# START OF ITEMS
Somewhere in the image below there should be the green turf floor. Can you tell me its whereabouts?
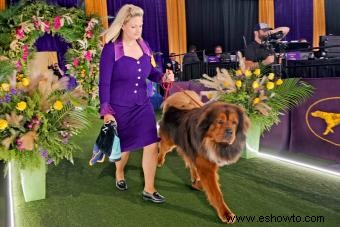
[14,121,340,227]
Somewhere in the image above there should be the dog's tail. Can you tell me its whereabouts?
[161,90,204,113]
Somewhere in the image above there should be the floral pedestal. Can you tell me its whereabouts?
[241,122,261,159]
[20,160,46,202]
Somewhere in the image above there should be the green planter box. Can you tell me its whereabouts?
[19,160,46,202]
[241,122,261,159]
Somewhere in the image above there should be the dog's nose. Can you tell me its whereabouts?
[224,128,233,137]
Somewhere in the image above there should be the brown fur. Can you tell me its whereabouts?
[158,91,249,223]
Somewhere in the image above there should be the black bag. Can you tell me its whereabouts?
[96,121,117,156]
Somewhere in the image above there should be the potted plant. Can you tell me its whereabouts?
# END OF ITEMS
# START OF ITEMS
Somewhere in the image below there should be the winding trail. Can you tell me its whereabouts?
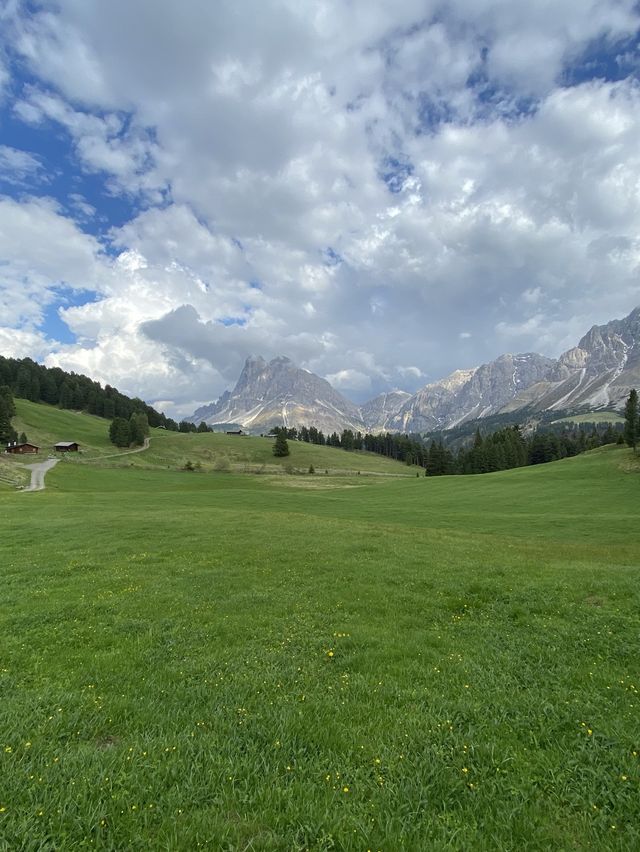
# END OF ITEMS
= DIRECTIONS FOR THIS TASK =
Give the records from the line with "Somewhere in the image below there should be the green" to the line with "[224,128,233,137]" as a Markdown table with the columns Row and Line, numbering each row and skipping blank lines. Leave the pictures out.

= EXERCISE RESULT =
| Row | Line |
|---|---|
| 1 | Somewhere in the image below there should be the green turf floor. Can you tell me its whereabouts? |
| 2 | [14,121,340,227] |
| 3 | Somewhere in the image above there should be the dog's tail. Can you tell me its whereabouts? |
| 4 | [161,90,204,113] |
| 5 | Somewhere in the image above there should be the floral pedestal. Can you tell me its whereabouts? |
| 6 | [241,122,261,159] |
| 7 | [20,160,46,202] |
| 8 | Somewhere in the image above there should be the green planter box. Can you tell me its whereabouts? |
| 9 | [19,160,46,202] |
| 10 | [241,122,261,159] |
| 11 | Somewhere in the image above there should be the dog's nose. Can you tell me its whereabouts? |
| 12 | [224,128,233,137] |